À partir des années 1960, Dublin est devenu une pépinière de musiciens rock et pop. La plupart des artistes sont aujourd’hui retombés dans l’anonymat, à l’exception de Thin Lizzy, mené par Phil Lynott (1949-1986), et du groupe de new wave de Bob Geldof, les Boomtown Rats, dont le plus grand succès est le tube I don’t like Mondays.

Cela dit, toutes ces formations font pâle figure à côté de U2, formé en 1976 dans le nord de Dublin, qui fut l’un des groupes de rock les plus connus au monde dès la fin des années 1980. Que dire qui n’ait déjà été dit ? Après 13 albums en studio, 22 Grammy Awards et 150 millions d’albums vendus, ils n’ont plus rien à prouver. Une maladresse commise en 2014, quand Apple a “donné” des copies de leur dernier album, Songs of Innocence, aux abonnés d’iTunes, même à ceux qui ne le souhaitaient pas, n’a même pas entaché leur popularité. Le Joshua Tree Tour, tournée effectuée en 2017 pour commémorer le 30e anniversaire de leur album le plus marquant, a été un immense succès commercial et a fait l’unanimité auprès de la critique.

De toutes les formations irlandaises qui ont émergé dans les années 1980 et au début des années 1990, quelques-unes ont réussi à s’affranchir de la comparaison avec U2. Avec leur mélange de punk et de musique traditionnelle, les Pogues ont ainsi mis tout le monde d’accord pendant un temps, mais la clé de leur succès tenait aux textes et à la gouaille de Shane MacGowan, dont le génie s’est depuis noyé dans l’alcool – il n’en a pas moins écrit la célébrissime “A Fairytale of New York”, chantée avec ferveur, dans le monde anglo-saxon, à la période de Noël. En plus d’avoir une voix sublime, Sinéad O’Connor a pris le parti d’être à l’exact opposé de U2 ; son album The Lion and the Cobra (1987) est empreint d’une émotion qui lui a gagné la faveur pérenne du public, même si l’artiste vit désormais un peu en marge. Citons aussi My Bloody Valentine, pionniers du shoegaze (sous-genre du rock caractérisé par des riffs distordus et des guitares saturées) à la fin des années 1980 : Loveless (1991) est l’un des meilleurs albums dublinois de tous les temps.


Chansons dublinoises

“Lay Me Down” (2001) The Frames

“One” (1991) U2

“Raglan Road” (1972) Luke Kelly and the Dubliners

“Still in Love with You” (1978) Thin Lizzy

Les années 1990 ont été largement dominées par les DJ, la dance et une nouvelle interprétation d’un genre ancien, le boys band. Les groupes irlandais qui ont eu le plus de succès (Boyzone et Westlife) sont des créations du producteur Louis Walsh, dont la sensibilité musicale semble se limiter au pan le plus guimauve du registre des années 1960.

Scène contemporaine

La musique alternative ne s’est jamais aussi bien portée en Irlande – et Dublin, en tant que plus grande ville du pays, en est l’épicentre. Parmi les groupes prometteurs à surveiller, citons les artistes de hip-hop de NEOMADiC et Bad Bones (qui intègre beaucoup d’électro dans ses morceaux), l’auteur-interprète Farah Elle et le groupe de noise pop Thumper, dont l’EP magnum opuss a été très bien reçu.

_CONSIGNE A:_ Reproduisez fidèlement chaque ligne des entrées de localisation d'objets ci-dessous, en omettant les images.
Cet extrait n'a aucun lien avec les entrées.

[Entrées de localisation d'objets dans des images]
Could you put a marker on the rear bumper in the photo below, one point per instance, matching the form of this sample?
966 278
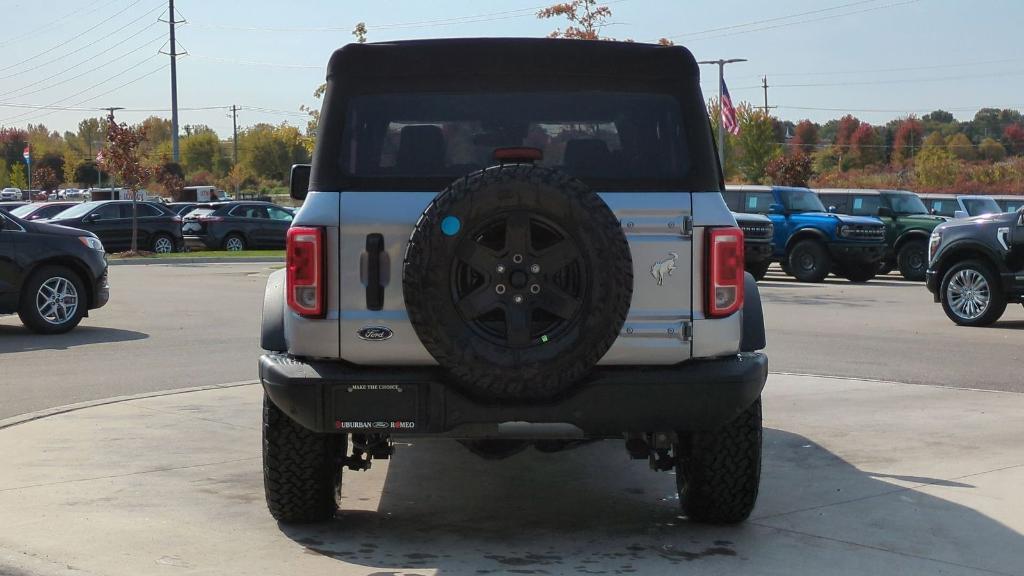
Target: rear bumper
338 397
856 252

_CONSIGNE B:_
D'après l'extrait sur la musique à Dublin, répondez à ces questions :
(i) En quelle année U2 a-t-il été formé ?
(ii) Quel album de My Bloody Valentine est cité, et de quelle année date-t-il ?
(iii) Quel producteur a créé Boyzone et Westlife ?

_RÉSULTAT FINAL A:_
Could you put a marker on the rear bumper in the photo below, one point per instance, matching the form of this sample?
966 278
Target: rear bumper
338 397
856 252

_RÉSULTAT FINAL B:_
(i) En 1976.
(ii) Loveless, de 1991.
(iii) Louis Walsh.